- DIRECTION A -
In the text on the Iran nuclear agreement, how long can the approval process take before inspectors gain access to an undeclared site?
- DIRECTION B -
Continue the text on the Iran nuclear agreement from where it stops.

- PROVIDED TEXT -

▬▬▬▬▬▬▬▬▬▬

Eric Edelman and Ray Takeyh, "On Iran, Congress should just say no": Are There 43 Righteous Democrats in the House?

The embarrassing details of Obama's agreement with Iran continue to leak out. We have now learned that no Americans can participate in the International Atomic Energy Agency's inspection teams. Why? Because they might actually try to find something. And then there was also Wendy Sherman's reference to Obama's decision to concede "anytime, anywhere" inspections. Oh, that was just a "rhetorical" demand made of the Iranians, we learned from social worker Wendy, who was also responsible for the disastrous nuclear agreement with North Korea.

About the 24 days given to Iran to accede to IAEA requests for inspection, Charles Krauthammer noted in his Washington Post opinion piece entitled "Worse than we could have imagined":

"Under the final agreement, Iran has the right to deny international inspectors access to any undeclared nuclear site. The denial is then adjudicated by a committee — on which Iran sits. It then goes through several other bodies, on all of which Iran sits. Even if the inspectors’ request prevails, the approval process can take 24 days.

And what do you think will be left to be found, left unscrubbed, after 24 days? The whole process is farcical."

Obama's rejoinder to this contention during his news conference on Wednesday (my emphasis in yellow):

"This is not something you hide in a closet. This is not something you put on a dolly and kind of wheel off somewhere. And by the way, if we identify an undeclared site that we’re suspicious about, we’re going to be keeping eyes on it, so we’re going to be monitoring what the activity is, and that’s going to be something that will be evidence if we think some funny business is going on there, that we can then present to the international community."

▬▬▬▬▬▬▬▬▬▬

- DATASET ENTRIES -
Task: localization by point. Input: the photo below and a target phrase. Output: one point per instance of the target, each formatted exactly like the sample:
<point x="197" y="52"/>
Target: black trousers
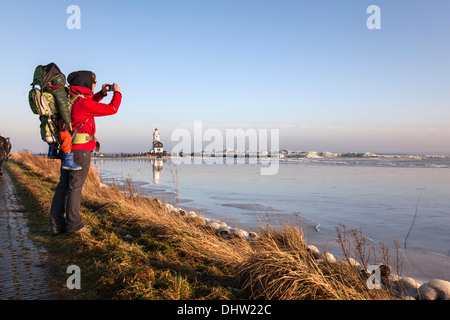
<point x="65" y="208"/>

▬▬▬▬▬▬▬▬▬▬

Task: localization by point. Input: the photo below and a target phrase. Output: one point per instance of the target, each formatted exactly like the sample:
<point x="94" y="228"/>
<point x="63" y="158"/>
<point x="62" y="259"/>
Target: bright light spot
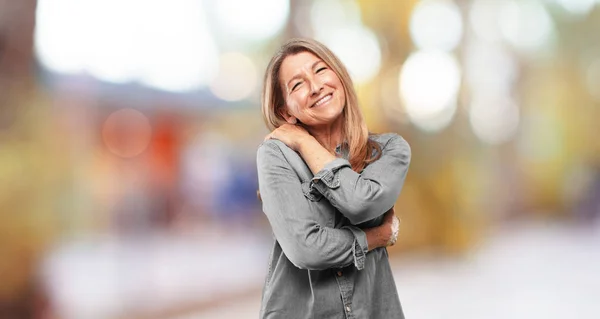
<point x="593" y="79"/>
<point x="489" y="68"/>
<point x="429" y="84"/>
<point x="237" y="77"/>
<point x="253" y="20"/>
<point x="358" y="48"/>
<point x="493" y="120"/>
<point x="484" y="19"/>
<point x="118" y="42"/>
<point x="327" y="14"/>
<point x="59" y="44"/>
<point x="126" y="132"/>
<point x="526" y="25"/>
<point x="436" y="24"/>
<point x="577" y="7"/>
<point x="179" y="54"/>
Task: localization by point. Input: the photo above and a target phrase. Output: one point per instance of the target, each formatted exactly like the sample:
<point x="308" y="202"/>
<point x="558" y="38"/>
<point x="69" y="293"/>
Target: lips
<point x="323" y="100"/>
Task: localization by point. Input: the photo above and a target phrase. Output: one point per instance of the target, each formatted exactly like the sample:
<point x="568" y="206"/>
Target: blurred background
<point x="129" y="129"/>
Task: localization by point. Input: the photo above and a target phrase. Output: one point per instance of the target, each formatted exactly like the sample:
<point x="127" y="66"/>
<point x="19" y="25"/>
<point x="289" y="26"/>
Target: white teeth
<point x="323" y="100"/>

▬▬▬▬▬▬▬▬▬▬

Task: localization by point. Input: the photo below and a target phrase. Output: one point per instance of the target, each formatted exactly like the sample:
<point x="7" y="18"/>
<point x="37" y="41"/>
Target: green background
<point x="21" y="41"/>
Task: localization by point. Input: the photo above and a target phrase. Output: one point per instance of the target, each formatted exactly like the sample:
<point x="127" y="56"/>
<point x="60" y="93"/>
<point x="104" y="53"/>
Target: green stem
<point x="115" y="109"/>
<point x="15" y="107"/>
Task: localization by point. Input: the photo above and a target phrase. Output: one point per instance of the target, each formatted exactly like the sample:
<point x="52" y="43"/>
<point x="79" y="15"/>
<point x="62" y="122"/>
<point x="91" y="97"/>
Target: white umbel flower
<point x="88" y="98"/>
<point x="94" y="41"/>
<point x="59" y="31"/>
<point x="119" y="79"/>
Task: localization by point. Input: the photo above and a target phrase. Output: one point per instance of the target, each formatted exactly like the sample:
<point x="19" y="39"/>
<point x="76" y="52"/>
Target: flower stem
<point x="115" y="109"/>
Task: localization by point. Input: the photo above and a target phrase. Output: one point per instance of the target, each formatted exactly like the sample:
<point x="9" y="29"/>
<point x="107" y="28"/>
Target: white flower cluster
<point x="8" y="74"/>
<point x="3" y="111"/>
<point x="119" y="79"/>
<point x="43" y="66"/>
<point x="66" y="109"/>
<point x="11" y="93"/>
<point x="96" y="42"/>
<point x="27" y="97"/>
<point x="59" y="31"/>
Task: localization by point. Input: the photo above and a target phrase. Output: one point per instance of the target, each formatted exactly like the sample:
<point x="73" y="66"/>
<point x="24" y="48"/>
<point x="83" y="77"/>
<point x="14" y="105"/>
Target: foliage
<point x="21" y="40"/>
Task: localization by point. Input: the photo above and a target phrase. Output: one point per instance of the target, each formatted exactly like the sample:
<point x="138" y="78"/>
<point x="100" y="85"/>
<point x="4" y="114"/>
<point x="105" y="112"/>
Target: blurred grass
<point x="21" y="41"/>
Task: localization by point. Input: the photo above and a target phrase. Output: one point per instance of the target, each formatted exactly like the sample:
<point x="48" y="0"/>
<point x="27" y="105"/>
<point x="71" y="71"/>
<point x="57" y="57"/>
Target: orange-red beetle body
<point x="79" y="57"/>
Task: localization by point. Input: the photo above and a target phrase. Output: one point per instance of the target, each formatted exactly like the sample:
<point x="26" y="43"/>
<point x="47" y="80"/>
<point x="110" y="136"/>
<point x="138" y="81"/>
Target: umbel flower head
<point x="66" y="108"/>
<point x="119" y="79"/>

▬▬▬▬▬▬▬▬▬▬

- FINAL ANSWER A -
Up to 24 days.

- FINAL ANSWER B -
But who is Obama's "we"? And if the president were to "present" evidence of "funny business" to the international community," what would the international community do with it? Laugh?

Needless to say, the president failed to reveal that there would be no Americans participating in the IAEA inspection teams. But let's suppose that Iran finally grants access to a suspected illicit site after 60 days, i.e. after the site has been scrubbed clean as a whistle: Does anyone really believe that Russia and China will facilitate the return of sanctions owing to the delay? Not a chance? Will Obama go to war over the infraction? Also, not a chance. The Iranians know Obama has no stomach for it.

In a Washington Post opinion piece entitled "On Iran, Congress should just say no," Eric Edelman and Ray Takeyh today make the case for rejecting Obama's deal with the Khamenei regime:

"A careful examination of the Joint Comprehensive Plan of Action (JCPOA) reveals that it concedes an enrichment capacity that is too large; sunset clauses that are too short; a verification regime that is too leaky; and enforcement mechanisms that are too suspect.

. . . .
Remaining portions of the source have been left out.